→ REQUIRED WORK:
A) Translate this sentence from the passage on therapeutic approaches into Spanish: "In working with children and families, early identification and remediation can provide for better futures."
B) List every group of people that the passage on therapeutic approaches says psychoanalytic child therapists provide assessments and psychotherapy for.
C) Write out the stretch of the passage on therapeutic approaches that begins with "Psychoanalytic child therapists" and ends with "for better futures.".

→ EXTRACT TO READ:
______________________________

With diversity of approaches in psychotherapy and wellness, we support the integration of spiritual and humanistic, existential values, energy therapies and traditional practices.
Values:
1. holistic, ecological perspectives on individual and community wellness;
2. importance of personal meaning and purpose;
3. support for transpersonal, spiritual and soulful modalities;
4. encouraging dialogue between indigenous ways of knowing and healing with current integrative mind-body approaches;
5. inclusive postmodern and multicultural approach to holistic mental and physical health;
6. promotion of conscious, eco-spiritual perspectives;
7. promote interconnectedness in various ways, including through international networks, professional organizations and educational institutions.
Psychoanalytic child therapists provide assessments and psychotherapy for children, adolescents, and families who have disturbances in thinking, feeling, or behaviour that interferes with healthy development.
In working with children and families, early identification and remediation can provide for better futures.
Sandplay Therapy is a psychodynamic modality predominantly utilized in individual psychotherapy process. Through spontaneous imaginative play in trays of wet or dry sand, clients sculpt the sand and position miniature figurines and objects to create three-dimensional scenes or designs that express and mediate between their inner and outer worlds. Sandplay is often a primary modality in the case of children; with youth or adults it complements a verbal therapy, enabling the expression of nonverbal symbolic elements.

______________________________

Collection entries
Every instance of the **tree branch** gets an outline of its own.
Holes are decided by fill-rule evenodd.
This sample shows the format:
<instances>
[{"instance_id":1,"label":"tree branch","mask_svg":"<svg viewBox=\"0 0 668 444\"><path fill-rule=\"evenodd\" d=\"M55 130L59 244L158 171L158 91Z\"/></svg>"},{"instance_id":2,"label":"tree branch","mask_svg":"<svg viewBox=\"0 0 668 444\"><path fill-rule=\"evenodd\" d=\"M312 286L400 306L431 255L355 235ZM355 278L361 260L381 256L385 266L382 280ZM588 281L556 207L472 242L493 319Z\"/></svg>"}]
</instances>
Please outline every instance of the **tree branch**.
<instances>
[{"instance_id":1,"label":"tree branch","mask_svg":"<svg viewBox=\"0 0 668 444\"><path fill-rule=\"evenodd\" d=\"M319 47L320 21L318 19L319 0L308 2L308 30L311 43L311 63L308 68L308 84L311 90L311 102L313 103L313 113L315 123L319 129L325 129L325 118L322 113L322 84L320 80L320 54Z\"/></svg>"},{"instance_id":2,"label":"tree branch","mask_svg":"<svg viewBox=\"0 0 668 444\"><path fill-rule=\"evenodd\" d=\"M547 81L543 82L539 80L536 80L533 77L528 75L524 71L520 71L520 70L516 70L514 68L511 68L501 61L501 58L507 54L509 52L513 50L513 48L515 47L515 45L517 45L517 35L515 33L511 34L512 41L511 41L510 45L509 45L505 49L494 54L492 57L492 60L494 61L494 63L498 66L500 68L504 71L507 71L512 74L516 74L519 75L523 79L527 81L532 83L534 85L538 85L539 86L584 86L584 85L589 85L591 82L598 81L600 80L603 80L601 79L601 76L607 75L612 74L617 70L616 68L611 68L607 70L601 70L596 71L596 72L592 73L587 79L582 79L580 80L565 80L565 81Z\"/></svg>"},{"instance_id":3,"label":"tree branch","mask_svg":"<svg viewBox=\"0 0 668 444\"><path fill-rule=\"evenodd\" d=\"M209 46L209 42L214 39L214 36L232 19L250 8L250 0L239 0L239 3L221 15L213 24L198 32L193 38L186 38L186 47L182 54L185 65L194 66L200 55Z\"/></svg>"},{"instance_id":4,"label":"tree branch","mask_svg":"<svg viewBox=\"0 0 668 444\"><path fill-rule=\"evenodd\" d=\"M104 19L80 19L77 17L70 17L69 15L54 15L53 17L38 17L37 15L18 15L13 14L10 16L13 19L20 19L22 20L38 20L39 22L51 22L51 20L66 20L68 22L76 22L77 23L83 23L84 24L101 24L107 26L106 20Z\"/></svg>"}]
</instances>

______________________________

→ OUTPUTS FOR THE TASKS:
A) Al trabajar con niños y familias, la identificación y la remediación tempranas pueden propiciar mejores futuros.

B)
- children
- adolescents
- families

C)
Psychoanalytic child therapists provide assessments and psychotherapy for children, adolescents, and families who have disturbances in thinking, feeling, or behaviour that interferes with healthy development.
In working with children and families, early identification and remediation can provide for better futures.